Source text:
┏━━
It took longer than what Anaheim Ducks General Manager Bob Murray was originally hoping for, but it got done.
On Thursday it was announced that the Ducks and Hampus Lindholm had agreed to a six-year deal with an annual cap hit of $5.25 million, according to capfriendly.com. It was the culmination of months of negotiating that at times didn’t turn out to be very productive and included Murray having to maneuver around some of his team’s cap space.
Lindholm, who is now the highest paid defenseman on the roster, told the Los Angeles Times on Thursday that he wasn’t expecting contract talks to take this long, but he’s ready to move on play hockey now.
“No, I was hoping to get this done in the summer, of course, but that’s just how it is,” Lindholm said. “I can’t do too much about that. You just have to get to the point where you agree and I think I’m really happy and I think they’re really happy. It was good this way because now I can play and they didn’t have to move anyone, and we still have the same team.”
┗━━
Record set:
┏━━
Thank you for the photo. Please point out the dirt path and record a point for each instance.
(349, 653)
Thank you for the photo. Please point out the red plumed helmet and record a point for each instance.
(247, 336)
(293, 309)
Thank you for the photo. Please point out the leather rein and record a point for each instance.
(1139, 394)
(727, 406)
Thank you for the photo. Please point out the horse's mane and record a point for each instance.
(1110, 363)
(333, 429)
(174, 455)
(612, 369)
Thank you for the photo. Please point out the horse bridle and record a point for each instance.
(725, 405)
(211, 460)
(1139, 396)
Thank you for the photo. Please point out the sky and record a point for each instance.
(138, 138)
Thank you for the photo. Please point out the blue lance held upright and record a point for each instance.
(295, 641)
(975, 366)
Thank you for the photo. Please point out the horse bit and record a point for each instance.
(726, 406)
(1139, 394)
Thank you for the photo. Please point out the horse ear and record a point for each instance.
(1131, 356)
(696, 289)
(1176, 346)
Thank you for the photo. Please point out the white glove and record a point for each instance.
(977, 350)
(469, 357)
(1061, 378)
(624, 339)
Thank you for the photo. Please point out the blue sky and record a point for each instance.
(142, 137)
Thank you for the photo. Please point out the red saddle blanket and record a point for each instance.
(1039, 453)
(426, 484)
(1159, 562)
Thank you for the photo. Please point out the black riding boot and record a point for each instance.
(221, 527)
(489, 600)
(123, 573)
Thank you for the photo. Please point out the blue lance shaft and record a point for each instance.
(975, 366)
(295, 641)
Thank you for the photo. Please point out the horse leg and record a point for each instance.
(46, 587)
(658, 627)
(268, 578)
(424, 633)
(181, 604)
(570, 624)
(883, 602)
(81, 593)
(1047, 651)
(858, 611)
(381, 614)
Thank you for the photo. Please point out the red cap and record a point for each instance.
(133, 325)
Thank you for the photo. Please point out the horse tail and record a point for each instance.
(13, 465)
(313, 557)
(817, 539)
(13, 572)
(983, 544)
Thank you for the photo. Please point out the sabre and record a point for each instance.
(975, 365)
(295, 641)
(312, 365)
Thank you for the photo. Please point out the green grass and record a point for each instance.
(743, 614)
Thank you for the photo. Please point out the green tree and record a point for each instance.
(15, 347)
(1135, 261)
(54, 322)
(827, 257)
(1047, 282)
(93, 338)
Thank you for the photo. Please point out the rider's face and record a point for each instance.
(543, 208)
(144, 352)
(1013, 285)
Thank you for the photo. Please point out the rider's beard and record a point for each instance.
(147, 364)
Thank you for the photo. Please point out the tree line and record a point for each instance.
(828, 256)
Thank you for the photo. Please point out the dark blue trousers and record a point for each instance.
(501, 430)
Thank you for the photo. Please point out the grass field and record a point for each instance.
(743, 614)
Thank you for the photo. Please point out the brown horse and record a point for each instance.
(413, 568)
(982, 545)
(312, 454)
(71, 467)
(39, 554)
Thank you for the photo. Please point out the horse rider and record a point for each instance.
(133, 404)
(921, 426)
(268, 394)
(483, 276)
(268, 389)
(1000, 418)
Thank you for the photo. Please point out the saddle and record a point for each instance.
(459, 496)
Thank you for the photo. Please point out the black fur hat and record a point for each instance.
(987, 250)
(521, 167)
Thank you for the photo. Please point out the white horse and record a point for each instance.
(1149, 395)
┗━━
Activity:
From the Lindholm contract article, copy word for word the passage starting at "It took longer" and ending at "play hockey now.".

Answer area:
It took longer than what Anaheim Ducks General Manager Bob Murray was originally hoping for, but it got done.
On Thursday it was announced that the Ducks and Hampus Lindholm had agreed to a six-year deal with an annual cap hit of $5.25 million, according to capfriendly.com. It was the culmination of months of negotiating that at times didn’t turn out to be very productive and included Murray having to maneuver around some of his team’s cap space.
Lindholm, who is now the highest paid defenseman on the roster, told the Los Angeles Times on Thursday that he wasn’t expecting contract talks to take this long, but he’s ready to move on play hockey now.